→ **Exercise description**:
Once you have read the entries below, write them all out again exactly.

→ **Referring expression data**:
==================================================
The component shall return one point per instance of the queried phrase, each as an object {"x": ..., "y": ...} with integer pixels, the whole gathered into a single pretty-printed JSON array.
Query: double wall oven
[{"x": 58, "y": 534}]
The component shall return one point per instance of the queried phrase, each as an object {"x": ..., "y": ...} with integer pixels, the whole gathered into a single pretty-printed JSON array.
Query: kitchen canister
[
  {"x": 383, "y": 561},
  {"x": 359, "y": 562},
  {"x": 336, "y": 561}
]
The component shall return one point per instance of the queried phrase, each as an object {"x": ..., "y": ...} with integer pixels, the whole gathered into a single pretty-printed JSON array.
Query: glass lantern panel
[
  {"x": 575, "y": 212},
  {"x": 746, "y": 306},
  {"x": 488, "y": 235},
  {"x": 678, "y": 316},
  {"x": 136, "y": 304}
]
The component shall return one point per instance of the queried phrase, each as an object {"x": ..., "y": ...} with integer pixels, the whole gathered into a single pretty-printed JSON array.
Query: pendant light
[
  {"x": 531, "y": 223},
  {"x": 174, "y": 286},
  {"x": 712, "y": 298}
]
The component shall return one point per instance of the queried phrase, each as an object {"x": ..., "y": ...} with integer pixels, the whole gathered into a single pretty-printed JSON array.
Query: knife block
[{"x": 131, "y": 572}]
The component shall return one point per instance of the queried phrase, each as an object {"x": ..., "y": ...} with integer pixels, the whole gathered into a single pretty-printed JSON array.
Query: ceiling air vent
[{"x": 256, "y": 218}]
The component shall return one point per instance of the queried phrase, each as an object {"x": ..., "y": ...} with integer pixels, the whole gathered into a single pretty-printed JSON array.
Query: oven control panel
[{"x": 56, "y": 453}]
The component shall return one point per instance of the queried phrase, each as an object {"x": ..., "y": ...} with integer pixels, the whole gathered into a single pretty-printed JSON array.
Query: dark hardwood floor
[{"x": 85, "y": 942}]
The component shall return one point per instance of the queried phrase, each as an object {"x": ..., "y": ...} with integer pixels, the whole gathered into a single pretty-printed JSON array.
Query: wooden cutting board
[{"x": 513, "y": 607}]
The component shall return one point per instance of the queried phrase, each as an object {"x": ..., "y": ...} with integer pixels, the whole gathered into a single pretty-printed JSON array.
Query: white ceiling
==================================================
→ **Exercise output**:
The component shall return one point per instance of the queried phrase, each as an object {"x": ..., "y": ...} with integer pixels, the whole gathered into a single pretty-printed JSON array.
Query: double wall oven
[{"x": 58, "y": 534}]
The component shall return one point per instance of the queried phrase, each as an object {"x": ..., "y": ...} with integer pixels, the whole gathered into a single pretty-printed JSON array.
Query: kitchen canister
[
  {"x": 383, "y": 561},
  {"x": 359, "y": 562},
  {"x": 336, "y": 561}
]
The component shall return one point per instance of the queried phrase, each as an object {"x": ..., "y": ...} with integer pixels, the whole gathered into a single pretty-printed JSON array.
Query: glass lantern panel
[
  {"x": 575, "y": 212},
  {"x": 746, "y": 306},
  {"x": 488, "y": 235},
  {"x": 678, "y": 316},
  {"x": 136, "y": 304}
]
The component shall return one point per instance of the queried phrase, each as an object {"x": ..., "y": ...} with integer pixels, the whole gathered into a single pretty-printed JSON array.
Query: pendant light
[
  {"x": 531, "y": 223},
  {"x": 174, "y": 286},
  {"x": 712, "y": 298}
]
The component shall return one point per instance of the queried phrase, each as an object {"x": ..., "y": ...} with integer pixels, the whole gathered into a single pretty-printed JSON array.
Query: knife block
[{"x": 131, "y": 572}]
The component shall return one point per instance of the queried phrase, each as an object {"x": ..., "y": ...} with integer pixels, the whole gathered into a single pretty-printed JSON array.
Query: ceiling air vent
[{"x": 256, "y": 218}]
The component shall return one point per instance of the queried phrase, each as an object {"x": ..., "y": ...} with integer pixels, the whole gathered into a single pretty-printed JSON array.
Query: oven control panel
[{"x": 56, "y": 453}]
The component shall return one point per instance of the queried phrase, each as an object {"x": ..., "y": ...} with integer pixels, the whole gathered into a single pretty-printed JSON array.
Query: dark hardwood floor
[{"x": 85, "y": 942}]
The component shall return one point per instance of the queried phrase, each as an object {"x": ..., "y": ...} with integer pixels, the whole gathered into a single pretty-printed JSON array.
Query: wooden cutting board
[{"x": 513, "y": 607}]
The component shall return one point per instance of the queried phrase, each as an object {"x": ..., "y": ...} with integer pixels, the whole gathered into a single pretty-printed JSON array.
Query: white ceiling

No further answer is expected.